• [TEXTE DU DOCUMENT]:
☆ ☆ ☆ ☆

Ce petit roman (tout juste 100 pages) est à double tranchant. Le lecteur ne pourra pas rester indifférent. Les amateurs de cynisme, de mauvaise foi et d’humour noir se délecteront du style ironique et des phrases acérées distillées dans le feu de l’action. Mais d’aucuns pourront trouver le procédé vite fatigant et ce type totalement barge absolument insupportable de suffisance et de mauvaise éducation pris dans son délire parano.

Si certains clichés sont assez drôles malgré tout, leur abondance fatigue rapidement. Jusqu’la dernière scène du roman située dans des bois : on frise carrément le grand Guignol. Que dire de plus de la jeune femme, qui semble être plus que blonde bête à manger du foin, soumise à son crétin de mari, et à qui on flanquerait bien quelques baffes pour la réveiller de sa léthargie et lui faire sortir trois phrases d’affilée (trois phrases qui veulent dire quelque chose).

Un week-end en famille de François Marchand, Le Cherche Midi (23 août 2012), 110 pages, 13€

Extrait

VENDREDI

Au début, c’était juste un week-end en Samouse. Dans la famille de ma femme. Je ne pouvais pas savoir que ça allait dégénérer à ce point. Nous sommes arrivés à Andouillé le vendredi, tard. J’étais fatigué, Aurélie aussi, mais il a bien fallu honorer la collation préparée à notre intention, d’autant que c’était la première fois que je rencontrais ma belle-famille. Je venais de me marier avec Aurélie à Las Vegas, dans la foulée d’une perte monumentale au poker, en me disant qu’il valait mieux rassembler toutes les conneries possibles sur un seul jour.

☆ ☆ ☆ ☆

• [LIGNES DE DONNÉES]:
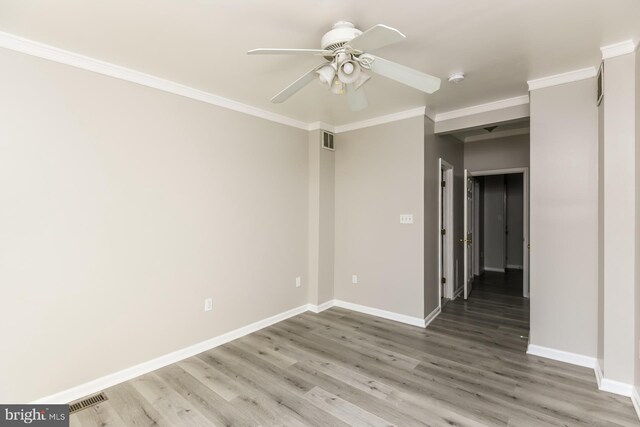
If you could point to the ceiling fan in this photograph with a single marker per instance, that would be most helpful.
(346, 50)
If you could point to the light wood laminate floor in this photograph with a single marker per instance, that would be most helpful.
(339, 368)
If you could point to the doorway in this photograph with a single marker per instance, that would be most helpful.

☆ ☆ ☆ ☆

• [CONSIGNE]: Recopiez intégralement et à l'identique la critique du roman « Un week-end en famille » donnée plus haut, extrait compris.

• [RÉPONSE ATTENDUE]:
Ce petit roman (tout juste 100 pages) est à double tranchant. Le lecteur ne pourra pas rester indifférent. Les amateurs de cynisme, de mauvaise foi et d’humour noir se délecteront du style ironique et des phrases acérées distillées dans le feu de l’action. Mais d’aucuns pourront trouver le procédé vite fatigant et ce type totalement barge absolument insupportable de suffisance et de mauvaise éducation pris dans son délire parano.

Si certains clichés sont assez drôles malgré tout, leur abondance fatigue rapidement. Jusqu’la dernière scène du roman située dans des bois : on frise carrément le grand Guignol. Que dire de plus de la jeune femme, qui semble être plus que blonde bête à manger du foin, soumise à son crétin de mari, et à qui on flanquerait bien quelques baffes pour la réveiller de sa léthargie et lui faire sortir trois phrases d’affilée (trois phrases qui veulent dire quelque chose).

Un week-end en famille de François Marchand, Le Cherche Midi (23 août 2012), 110 pages, 13€

Extrait

VENDREDI

Au début, c’était juste un week-end en Samouse. Dans la famille de ma femme. Je ne pouvais pas savoir que ça allait dégénérer à ce point. Nous sommes arrivés à Andouillé le vendredi, tard. J’étais fatigué, Aurélie aussi, mais il a bien fallu honorer la collation préparée à notre intention, d’autant que c’était la première fois que je rencontrais ma belle-famille. Je venais de me marier avec Aurélie à Las Vegas, dans la foulée d’une perte monumentale au poker, en me disant qu’il valait mieux rassembler toutes les conneries possibles sur un seul jour.